Dataset extract:
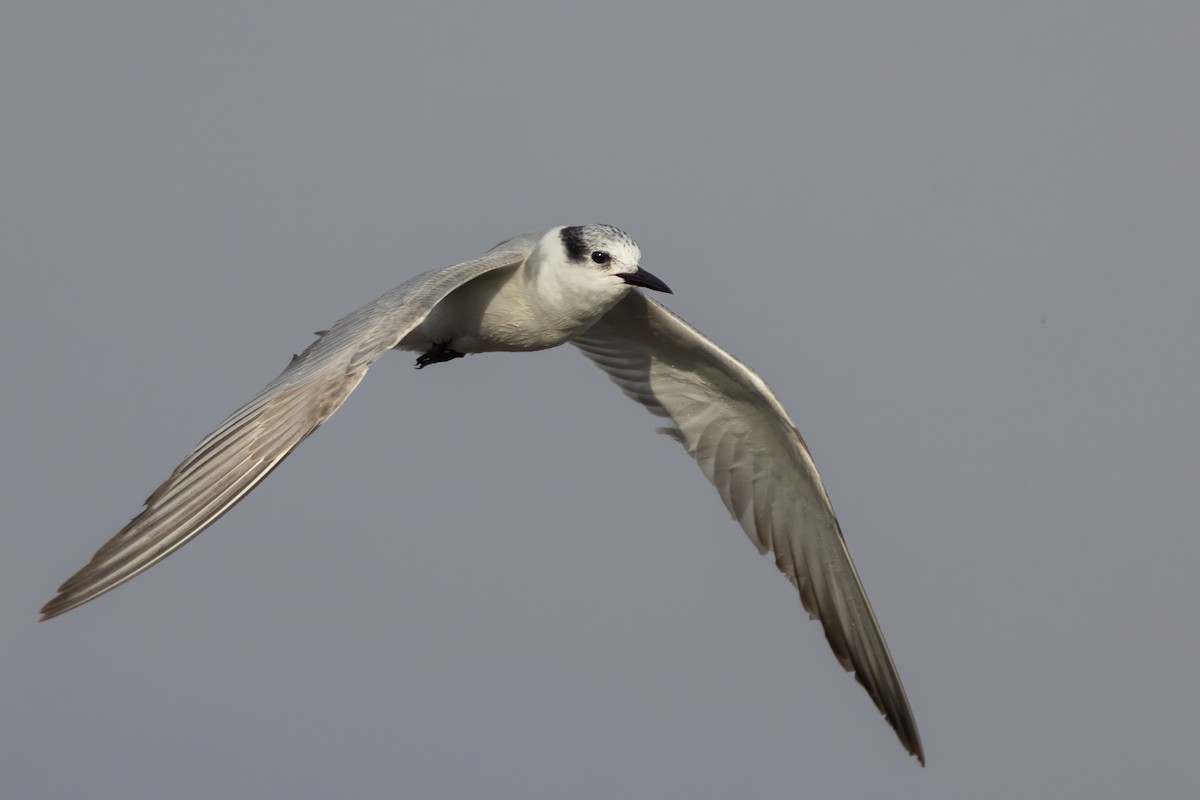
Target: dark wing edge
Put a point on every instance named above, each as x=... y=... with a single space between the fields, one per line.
x=743 y=440
x=244 y=450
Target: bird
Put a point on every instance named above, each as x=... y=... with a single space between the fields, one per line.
x=577 y=284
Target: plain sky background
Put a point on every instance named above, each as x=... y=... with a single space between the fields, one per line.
x=959 y=240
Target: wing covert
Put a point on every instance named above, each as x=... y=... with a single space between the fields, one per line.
x=743 y=440
x=235 y=457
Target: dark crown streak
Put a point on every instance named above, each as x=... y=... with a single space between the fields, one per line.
x=576 y=246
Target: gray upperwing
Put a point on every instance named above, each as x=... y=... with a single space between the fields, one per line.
x=232 y=461
x=743 y=440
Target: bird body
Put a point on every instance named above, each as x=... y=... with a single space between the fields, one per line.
x=568 y=284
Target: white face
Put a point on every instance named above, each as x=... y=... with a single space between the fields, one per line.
x=603 y=252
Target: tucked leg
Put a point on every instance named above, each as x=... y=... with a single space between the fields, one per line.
x=437 y=354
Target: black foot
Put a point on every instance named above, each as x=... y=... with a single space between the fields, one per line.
x=437 y=354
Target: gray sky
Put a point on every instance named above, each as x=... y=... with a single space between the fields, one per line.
x=958 y=241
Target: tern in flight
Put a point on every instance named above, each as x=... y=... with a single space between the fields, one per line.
x=568 y=284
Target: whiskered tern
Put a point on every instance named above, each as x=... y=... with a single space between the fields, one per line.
x=569 y=284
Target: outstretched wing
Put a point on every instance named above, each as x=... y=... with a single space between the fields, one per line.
x=743 y=440
x=232 y=459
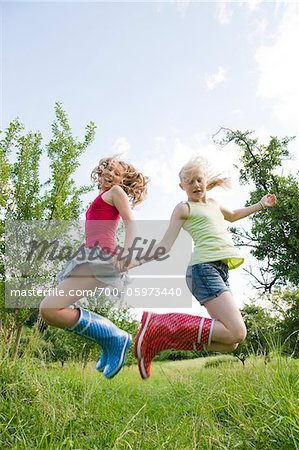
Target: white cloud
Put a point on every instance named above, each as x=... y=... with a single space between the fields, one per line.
x=223 y=13
x=121 y=147
x=278 y=68
x=215 y=78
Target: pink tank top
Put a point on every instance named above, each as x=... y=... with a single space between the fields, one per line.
x=101 y=225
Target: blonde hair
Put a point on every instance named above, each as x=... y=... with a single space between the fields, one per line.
x=189 y=170
x=134 y=183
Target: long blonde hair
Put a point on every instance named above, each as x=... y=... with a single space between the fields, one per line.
x=134 y=183
x=190 y=169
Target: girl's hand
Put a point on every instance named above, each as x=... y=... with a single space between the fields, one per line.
x=268 y=201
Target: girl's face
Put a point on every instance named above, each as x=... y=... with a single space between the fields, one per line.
x=112 y=174
x=195 y=185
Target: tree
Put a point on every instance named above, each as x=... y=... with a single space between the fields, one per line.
x=262 y=331
x=274 y=235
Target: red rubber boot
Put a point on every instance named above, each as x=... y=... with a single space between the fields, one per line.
x=169 y=331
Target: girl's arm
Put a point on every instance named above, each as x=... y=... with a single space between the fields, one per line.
x=121 y=202
x=267 y=201
x=178 y=217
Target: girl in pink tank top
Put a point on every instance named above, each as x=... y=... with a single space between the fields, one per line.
x=121 y=187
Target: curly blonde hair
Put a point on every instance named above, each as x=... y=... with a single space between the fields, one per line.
x=134 y=183
x=190 y=169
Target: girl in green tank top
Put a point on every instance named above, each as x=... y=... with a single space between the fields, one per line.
x=207 y=274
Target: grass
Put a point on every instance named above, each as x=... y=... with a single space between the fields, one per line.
x=184 y=405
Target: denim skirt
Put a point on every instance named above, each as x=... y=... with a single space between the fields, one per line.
x=207 y=281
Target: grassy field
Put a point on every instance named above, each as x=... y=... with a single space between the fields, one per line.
x=194 y=404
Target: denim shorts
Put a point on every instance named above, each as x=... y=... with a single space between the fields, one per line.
x=207 y=281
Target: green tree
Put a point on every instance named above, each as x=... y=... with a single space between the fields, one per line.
x=286 y=303
x=274 y=235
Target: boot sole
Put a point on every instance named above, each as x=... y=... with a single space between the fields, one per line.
x=126 y=347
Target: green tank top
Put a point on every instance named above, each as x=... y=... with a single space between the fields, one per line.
x=212 y=241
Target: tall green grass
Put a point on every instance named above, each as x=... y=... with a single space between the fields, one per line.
x=184 y=405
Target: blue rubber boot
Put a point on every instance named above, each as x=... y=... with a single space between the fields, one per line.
x=114 y=341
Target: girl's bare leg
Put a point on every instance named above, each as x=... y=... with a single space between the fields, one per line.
x=229 y=328
x=55 y=310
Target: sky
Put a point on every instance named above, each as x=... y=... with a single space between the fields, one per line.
x=158 y=79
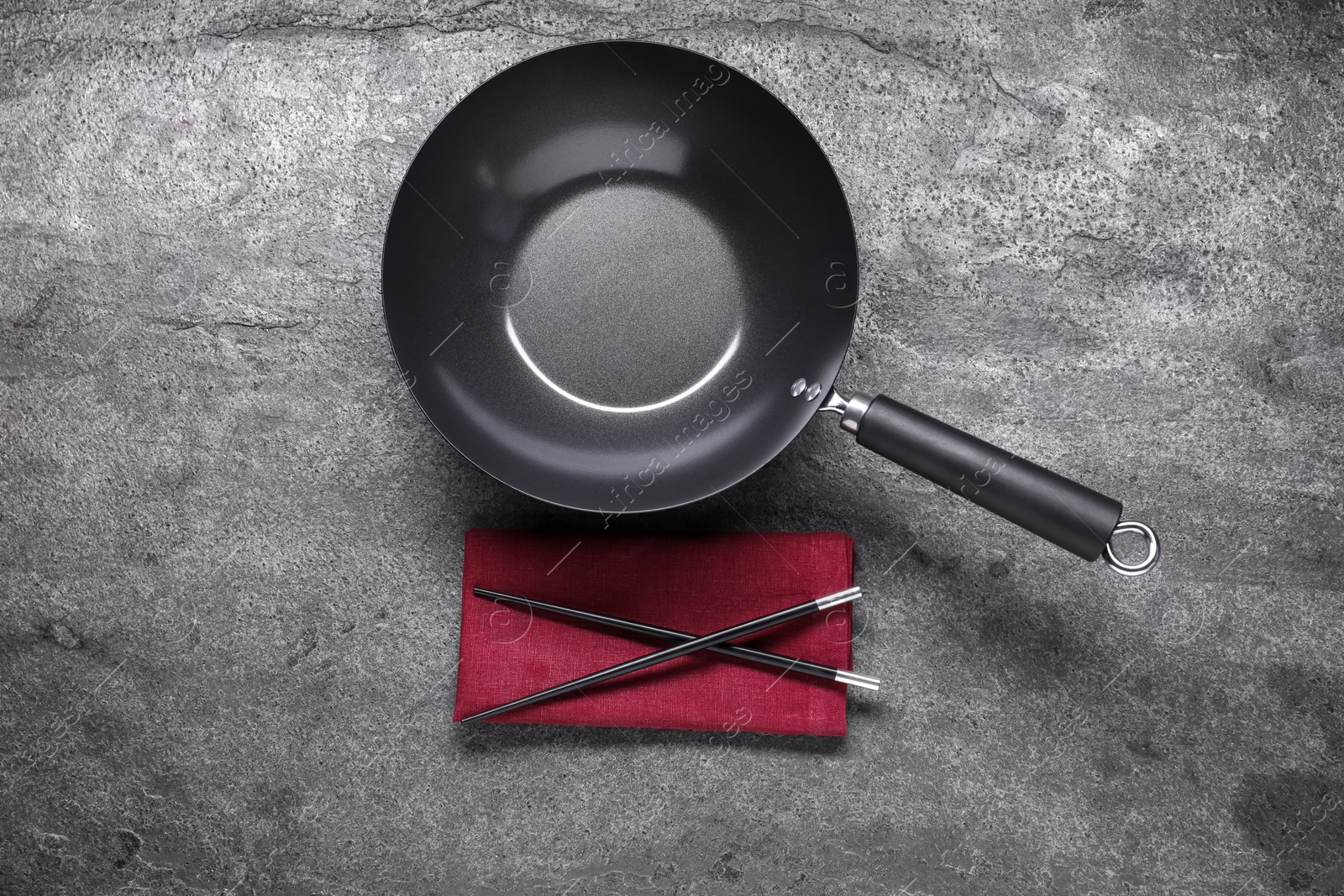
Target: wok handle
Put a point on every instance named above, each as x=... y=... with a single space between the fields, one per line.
x=1041 y=501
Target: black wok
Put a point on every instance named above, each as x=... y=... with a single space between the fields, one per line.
x=622 y=277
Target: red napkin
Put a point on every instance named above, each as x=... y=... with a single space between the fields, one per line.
x=696 y=584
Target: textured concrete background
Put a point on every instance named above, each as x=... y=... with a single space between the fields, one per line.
x=1102 y=233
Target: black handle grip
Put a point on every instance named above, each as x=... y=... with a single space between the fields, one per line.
x=1047 y=504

Requirements:
Quote all of the material above word for word, leaving the pictures out of your answer.

Exercise answer:
Target: dark wing edge
Put a point on every instance named above, each as x=... y=... with a single space between the fields, one per line.
x=743 y=440
x=244 y=450
Target: bird
Put a point on every instance named above, each as x=... y=... with a single space between the fields, one per line.
x=577 y=284
Target: plain sky background
Put a point on every instance named above, each as x=... y=... with a single space between the fields, one per line.
x=959 y=240
Target: wing covert
Put a point on every instance named above, each as x=... y=... with a single space between the fields, one per line.
x=743 y=440
x=235 y=457
Target: dark crown streak
Put a point on every instance named above, each as x=... y=... with a single space between the fields, one per line.
x=576 y=246
Target: gray upperwing
Put a point on every instance named above, each as x=... y=... with a single space between the fields, one per line.
x=232 y=461
x=743 y=440
Target: bird body
Put a point on every instance named above, each as x=... y=... with a single space between the fields, one per line.
x=568 y=284
Target: white face
Put a point on every instance named above, each as x=... y=... with a single space between the fields, one per line.
x=603 y=252
Target: tucked leg
Put a point on every instance named above, each as x=... y=... with a single space between the fields, one per line.
x=437 y=354
Target: black foot
Put a point on every instance named above, each as x=... y=... with a single space between the fields, one per line.
x=437 y=354
Target: gray sky
Put a point on every instance named above, each as x=... y=... with a single space between the fields, one per line.
x=958 y=241
Target: tern in flight
Put a point on every instance named above, each as x=... y=... with a single space between the fields, one per line.
x=568 y=284
Target: whiskered tern
Put a point on every instance named above, each as x=... y=... with a single space between the fields, one per line.
x=569 y=284
Target: outstretched wing
Put a point on every instance named above, each as x=... y=... with a single space between the fields, one per line.
x=743 y=440
x=232 y=459
Target: white cloud
Put a point on every instance named above, each as x=... y=... with a single space between the fields, one per line.
x=223 y=13
x=121 y=147
x=278 y=68
x=215 y=78
Target: pink tank top
Put a point on every instance named above, each as x=... y=... with a single space between the fields, one per line.
x=101 y=225
Target: blonde hair
Put a point on every instance named above, each as x=... y=... with a single space between the fields, one per line.
x=189 y=170
x=134 y=183
Target: long blonde hair
Put a point on every instance named above, each as x=... y=... with a single space between the fields, one per line.
x=134 y=183
x=190 y=169
Target: girl's hand
Put a point on every instance named above, each as x=... y=... with a single space between the fields, one per line.
x=268 y=201
Target: girl's face
Put a point on every instance named above, each as x=... y=... with a single space between the fields, one per line.
x=112 y=174
x=195 y=185
Target: tree
Put a point on every instance named above, each as x=... y=... with a single space between the fields, one per line.
x=262 y=331
x=274 y=235
Target: red rubber boot
Put a point on every instance named above, each as x=... y=... with a single space between the fields, one per line.
x=169 y=331
Target: girl's arm
Put a point on every instance named above, each as x=... y=... with a single space between the fields, one per line.
x=121 y=202
x=267 y=201
x=178 y=217
Target: girl in pink tank top
Put a point on every instance named above, each as x=... y=... with a single space between the fields, one per line.
x=121 y=187
Target: curly blonde hair
Put a point on every instance named above, each as x=... y=... with a single space between the fields, one per line.
x=134 y=183
x=190 y=169
Target: girl in green tank top
Put a point on every instance named above, each as x=... y=... with a single space between the fields, one per line.
x=207 y=274
Target: grass
Put a point on every instance named above, each as x=... y=... with a single space between the fields, one per line.
x=184 y=405
Target: denim skirt
Put a point on every instance named above, each as x=... y=... with a single space between the fields, one per line.
x=207 y=281
Target: grassy field
Put a point on every instance named above, each as x=... y=... with a single space between the fields, one per line.
x=194 y=404
Target: denim shorts
Put a point on every instance named above, each as x=... y=... with a single space between the fields, one per line.
x=207 y=281
Target: green tree
Put a point on every instance named above, each as x=... y=... with a single space between the fields, one per line.
x=286 y=303
x=274 y=235
Target: boot sole
Put a point on every instance named above, each as x=... y=... with a single space between the fields, one per line.
x=126 y=347
Target: green tank top
Put a point on every instance named above, each as x=... y=... with a single space between the fields, one per line.
x=212 y=241
Target: tall green grass
Put a point on every instance named above, each as x=... y=... with a single space between the fields, one per line.
x=184 y=405
Target: blue rubber boot
Put a point on every instance named above, each as x=... y=... with a single space between the fields, one per line.
x=114 y=341
Target: girl's bare leg
Put a point on every instance named above, each as x=... y=... with a single space between the fields, one per line.
x=229 y=328
x=55 y=310
Target: sky
Put a point on every instance named above, each as x=... y=... with a single space between the fields, one per line.
x=158 y=79
Target: wok handle
Put a point on every instance named above, each as x=... y=... with a single space between the fields, one per line.
x=1041 y=501
Target: black wok
Put a point on every instance named above, each as x=... y=... with a single space between the fields, one per line.
x=622 y=277
Target: red napkin
Put a point on every instance named above, each as x=... y=... with a single space between the fields, one per line.
x=696 y=584
Target: textured concrete background
Put a point on every instance named above, each as x=... y=... with a single space between the fields, one per line.
x=1102 y=233
Target: black handle grip
Put a point on every instance named above, each as x=... y=... with a single space between the fields, one per line.
x=1047 y=504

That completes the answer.